### WRITTEN EXERCISE:
Copy out the rows from the very first line through the line holding "[123,156,135,172]", both ends included, and switch every "steering wheel" to "driving wheel", changing nothing else.
(begin)
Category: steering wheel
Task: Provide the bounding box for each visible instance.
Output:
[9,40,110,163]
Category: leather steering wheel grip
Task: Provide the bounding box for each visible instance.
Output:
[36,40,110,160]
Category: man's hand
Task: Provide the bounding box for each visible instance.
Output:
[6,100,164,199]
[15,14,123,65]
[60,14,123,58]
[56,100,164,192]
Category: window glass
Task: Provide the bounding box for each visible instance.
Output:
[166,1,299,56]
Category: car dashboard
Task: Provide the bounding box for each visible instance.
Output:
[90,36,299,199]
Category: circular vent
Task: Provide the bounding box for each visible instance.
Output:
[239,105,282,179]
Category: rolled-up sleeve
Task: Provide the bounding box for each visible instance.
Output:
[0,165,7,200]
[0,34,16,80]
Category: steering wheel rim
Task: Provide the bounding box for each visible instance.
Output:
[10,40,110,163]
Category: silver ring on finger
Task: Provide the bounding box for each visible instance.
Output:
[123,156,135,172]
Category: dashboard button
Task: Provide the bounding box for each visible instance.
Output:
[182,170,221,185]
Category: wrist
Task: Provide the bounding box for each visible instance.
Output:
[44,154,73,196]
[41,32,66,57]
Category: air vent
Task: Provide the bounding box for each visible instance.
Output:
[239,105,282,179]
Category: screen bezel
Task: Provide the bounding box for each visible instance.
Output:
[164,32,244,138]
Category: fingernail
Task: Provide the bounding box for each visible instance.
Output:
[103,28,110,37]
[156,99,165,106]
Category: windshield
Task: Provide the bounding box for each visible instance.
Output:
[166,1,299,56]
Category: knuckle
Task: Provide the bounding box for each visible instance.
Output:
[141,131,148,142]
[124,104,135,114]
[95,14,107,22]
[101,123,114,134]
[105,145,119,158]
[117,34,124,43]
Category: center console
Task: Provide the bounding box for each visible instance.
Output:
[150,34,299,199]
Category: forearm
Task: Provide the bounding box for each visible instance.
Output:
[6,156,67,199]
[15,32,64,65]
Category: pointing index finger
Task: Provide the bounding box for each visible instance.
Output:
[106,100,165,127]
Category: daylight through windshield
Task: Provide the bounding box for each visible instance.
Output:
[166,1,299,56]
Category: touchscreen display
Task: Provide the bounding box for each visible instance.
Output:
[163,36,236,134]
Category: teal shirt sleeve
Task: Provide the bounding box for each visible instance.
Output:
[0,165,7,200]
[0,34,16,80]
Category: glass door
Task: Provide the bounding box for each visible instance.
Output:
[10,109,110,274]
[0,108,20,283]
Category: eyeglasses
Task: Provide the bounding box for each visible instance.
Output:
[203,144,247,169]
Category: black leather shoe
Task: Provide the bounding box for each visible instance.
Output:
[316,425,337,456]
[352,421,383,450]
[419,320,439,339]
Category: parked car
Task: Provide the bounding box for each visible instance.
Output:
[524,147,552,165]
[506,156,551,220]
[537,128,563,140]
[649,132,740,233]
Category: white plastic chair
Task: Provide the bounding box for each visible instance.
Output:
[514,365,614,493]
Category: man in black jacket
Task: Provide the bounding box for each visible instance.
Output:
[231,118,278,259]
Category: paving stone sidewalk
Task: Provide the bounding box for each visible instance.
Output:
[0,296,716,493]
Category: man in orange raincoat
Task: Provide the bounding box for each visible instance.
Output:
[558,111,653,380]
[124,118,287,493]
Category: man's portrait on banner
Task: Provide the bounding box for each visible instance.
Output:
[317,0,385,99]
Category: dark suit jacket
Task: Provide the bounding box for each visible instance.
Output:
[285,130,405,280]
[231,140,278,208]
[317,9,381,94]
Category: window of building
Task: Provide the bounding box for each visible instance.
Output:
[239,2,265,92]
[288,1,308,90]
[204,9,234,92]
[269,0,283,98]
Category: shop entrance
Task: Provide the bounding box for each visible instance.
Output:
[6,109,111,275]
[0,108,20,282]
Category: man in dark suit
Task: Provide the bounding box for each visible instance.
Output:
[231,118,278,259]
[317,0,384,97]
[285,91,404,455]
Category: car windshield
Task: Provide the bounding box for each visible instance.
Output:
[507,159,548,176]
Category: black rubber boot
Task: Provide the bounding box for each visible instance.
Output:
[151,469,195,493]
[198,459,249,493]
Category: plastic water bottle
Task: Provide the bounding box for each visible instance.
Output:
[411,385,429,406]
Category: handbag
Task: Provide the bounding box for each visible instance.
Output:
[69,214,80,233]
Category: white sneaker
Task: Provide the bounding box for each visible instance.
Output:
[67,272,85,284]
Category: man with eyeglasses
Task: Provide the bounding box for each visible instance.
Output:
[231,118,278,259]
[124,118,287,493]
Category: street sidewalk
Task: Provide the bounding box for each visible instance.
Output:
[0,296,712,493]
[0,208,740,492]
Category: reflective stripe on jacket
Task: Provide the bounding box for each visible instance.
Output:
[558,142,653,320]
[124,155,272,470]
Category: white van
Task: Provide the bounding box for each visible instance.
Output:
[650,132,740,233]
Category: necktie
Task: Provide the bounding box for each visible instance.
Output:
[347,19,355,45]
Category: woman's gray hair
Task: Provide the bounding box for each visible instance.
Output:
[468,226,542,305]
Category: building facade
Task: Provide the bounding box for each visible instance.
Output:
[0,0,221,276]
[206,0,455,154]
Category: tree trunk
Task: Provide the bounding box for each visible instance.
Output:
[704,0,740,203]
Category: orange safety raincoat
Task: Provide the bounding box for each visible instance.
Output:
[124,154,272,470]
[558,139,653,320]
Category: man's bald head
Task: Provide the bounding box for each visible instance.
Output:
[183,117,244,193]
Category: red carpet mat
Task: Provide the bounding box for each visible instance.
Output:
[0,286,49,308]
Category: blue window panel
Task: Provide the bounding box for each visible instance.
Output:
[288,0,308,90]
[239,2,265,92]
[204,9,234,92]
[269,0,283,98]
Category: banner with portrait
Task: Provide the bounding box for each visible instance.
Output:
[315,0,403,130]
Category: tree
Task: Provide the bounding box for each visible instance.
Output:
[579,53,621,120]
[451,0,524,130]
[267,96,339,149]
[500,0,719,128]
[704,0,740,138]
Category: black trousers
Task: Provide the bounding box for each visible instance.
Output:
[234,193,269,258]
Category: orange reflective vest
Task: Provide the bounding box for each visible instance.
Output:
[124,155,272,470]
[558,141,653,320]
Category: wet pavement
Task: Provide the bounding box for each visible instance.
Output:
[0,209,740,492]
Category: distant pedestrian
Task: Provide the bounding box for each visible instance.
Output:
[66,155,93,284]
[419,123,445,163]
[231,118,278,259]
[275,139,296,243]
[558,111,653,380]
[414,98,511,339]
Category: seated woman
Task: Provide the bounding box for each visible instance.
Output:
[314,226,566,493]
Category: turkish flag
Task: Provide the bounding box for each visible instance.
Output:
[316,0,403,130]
(end)
### OUTPUT FOR THIS EXERCISE:
Category: driving wheel
Task: Provide the bounding box for each visible instance.
Output:
[9,40,110,163]
Category: leather driving wheel grip
Task: Provide the bounding box for each visible instance.
Output:
[36,40,110,160]
Category: man's hand
Task: Provide the bounding box for each visible instance.
Output:
[6,100,164,199]
[15,14,123,65]
[60,14,123,58]
[56,100,164,192]
Category: window glass
Task: Provide the bounding box for each visible instance.
Output:
[166,1,299,56]
Category: car dashboard
Task: Provide the bounding box for each visible instance.
Output:
[90,36,299,199]
Category: circular vent
Task: Provide the bounding box for each visible instance.
Output:
[239,105,282,179]
Category: rolled-up sleeve
Task: Provide the bounding box for each visible instance.
Output:
[0,165,7,200]
[0,34,16,80]
Category: driving wheel rim
Task: Provide the bounding box for each visible instance.
Output:
[10,40,110,163]
Category: silver ring on finger
Task: Provide the bounding box for each visible instance.
Output:
[123,156,135,172]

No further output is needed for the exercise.